INSTRUCTIONS FOR THE TASK:
Every record below is to be reproduced exactly.
◆ ◆ ◆ ◆ ◆
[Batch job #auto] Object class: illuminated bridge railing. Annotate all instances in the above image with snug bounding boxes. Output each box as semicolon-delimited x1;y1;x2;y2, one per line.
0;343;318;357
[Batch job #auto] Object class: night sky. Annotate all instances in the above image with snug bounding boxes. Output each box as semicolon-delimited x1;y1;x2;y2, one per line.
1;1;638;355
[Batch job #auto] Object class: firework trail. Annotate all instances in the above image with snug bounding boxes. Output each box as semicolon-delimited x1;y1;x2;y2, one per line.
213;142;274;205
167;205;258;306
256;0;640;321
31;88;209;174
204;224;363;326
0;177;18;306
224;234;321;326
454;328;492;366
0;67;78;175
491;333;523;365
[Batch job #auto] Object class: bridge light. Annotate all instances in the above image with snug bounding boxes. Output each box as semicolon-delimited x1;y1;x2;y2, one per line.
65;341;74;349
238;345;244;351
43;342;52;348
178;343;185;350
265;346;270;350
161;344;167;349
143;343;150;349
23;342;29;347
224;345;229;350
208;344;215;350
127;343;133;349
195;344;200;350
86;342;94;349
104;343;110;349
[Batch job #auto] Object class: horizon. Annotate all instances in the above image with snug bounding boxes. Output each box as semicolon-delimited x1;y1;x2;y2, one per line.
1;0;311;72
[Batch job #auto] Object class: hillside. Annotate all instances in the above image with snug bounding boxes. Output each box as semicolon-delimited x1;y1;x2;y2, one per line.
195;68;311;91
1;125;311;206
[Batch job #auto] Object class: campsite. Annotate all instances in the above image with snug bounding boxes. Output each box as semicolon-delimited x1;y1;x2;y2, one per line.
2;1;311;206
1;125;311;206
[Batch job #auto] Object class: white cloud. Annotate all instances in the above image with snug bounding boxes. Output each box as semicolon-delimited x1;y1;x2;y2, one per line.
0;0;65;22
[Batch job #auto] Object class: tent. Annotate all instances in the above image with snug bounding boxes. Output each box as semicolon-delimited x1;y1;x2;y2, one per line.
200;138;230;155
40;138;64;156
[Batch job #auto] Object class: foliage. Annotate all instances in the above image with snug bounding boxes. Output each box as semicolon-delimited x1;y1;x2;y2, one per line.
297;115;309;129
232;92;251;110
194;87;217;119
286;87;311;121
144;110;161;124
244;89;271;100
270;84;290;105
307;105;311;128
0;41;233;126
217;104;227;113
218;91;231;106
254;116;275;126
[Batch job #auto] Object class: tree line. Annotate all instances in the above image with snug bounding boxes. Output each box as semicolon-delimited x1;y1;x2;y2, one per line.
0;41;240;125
◆ ◆ ◆ ◆ ◆
FINISHED EXERCISE:
[Batch job #auto] Object class: illuminated bridge railing. Annotate all instances in the above image with snug bounding boxes. Output each box as semicolon-delimited x1;y1;x2;y2, one per line.
0;343;318;357
[Batch job #auto] Object class: night sky. Annotate all instances in the above image with snug bounding boxes. Output each box as semicolon-delimited x1;y1;x2;y2, one per line.
1;1;638;355
[Batch job #auto] Object class: firework trail. Annotate all instances in the above image with snug bounding boxes. Output each box as semicolon-delimited x1;y1;x2;y2, one per line.
213;142;274;205
167;205;258;306
256;0;640;321
31;88;209;174
204;224;363;326
0;177;18;306
224;234;321;326
454;328;492;366
0;67;78;175
491;333;523;365
[Batch job #auto] Object class: bridge light. Annotate all instances in the above image with snug bounding boxes. Output each box as semicolon-delimited x1;y1;x2;y2, one per line.
65;341;74;349
238;345;244;351
43;342;52;348
178;343;185;350
265;346;270;350
161;344;167;349
143;343;150;349
23;342;29;347
224;345;229;350
208;344;215;350
127;343;133;349
195;344;200;350
86;342;94;349
104;343;110;349
[Batch job #auto] Object class: horizon. Annotate all instances in the above image with snug bounding boxes. Output each box as semicolon-delimited x1;y1;x2;y2, one per line.
1;0;311;72
[Batch job #auto] Object class: hillside. Annotate all instances in the above image with snug bounding boxes. Output each box as semicolon-delimited x1;y1;x2;y2, one per line.
195;68;311;91
1;125;311;206
[Batch job #auto] Object class: campsite. Annotate all instances in the above image with snug bounding boxes. Output each box as semicolon-delimited x1;y1;x2;y2, one per line.
2;1;311;206
1;125;311;206
[Batch job #auto] Object class: white cloud. Annotate all instances in the above image with snug bounding boxes. Output each box as semicolon-delimited x1;y1;x2;y2, one per line.
0;0;65;22
[Batch job #auto] Object class: tent. Annotate all instances in the above image with snug bounding boxes. Output each box as semicolon-delimited x1;y1;x2;y2, one per line.
200;138;230;155
40;138;64;156
[Batch job #auto] Object class: foliage. Annotate all instances in the above image with snug bounding boxes. Output each box as semicolon-delimited x1;y1;x2;y2, one per line.
297;115;309;129
232;92;251;110
194;87;217;119
286;87;311;121
144;110;161;124
244;89;271;100
270;84;290;105
307;105;311;128
0;41;233;126
217;104;227;113
218;91;231;106
254;116;275;126
[Batch job #auto] Object class: tree line. Annotate all instances in the above image with snug bounding boxes. Output each box as semicolon-delimited x1;y1;x2;y2, one per line.
0;41;240;125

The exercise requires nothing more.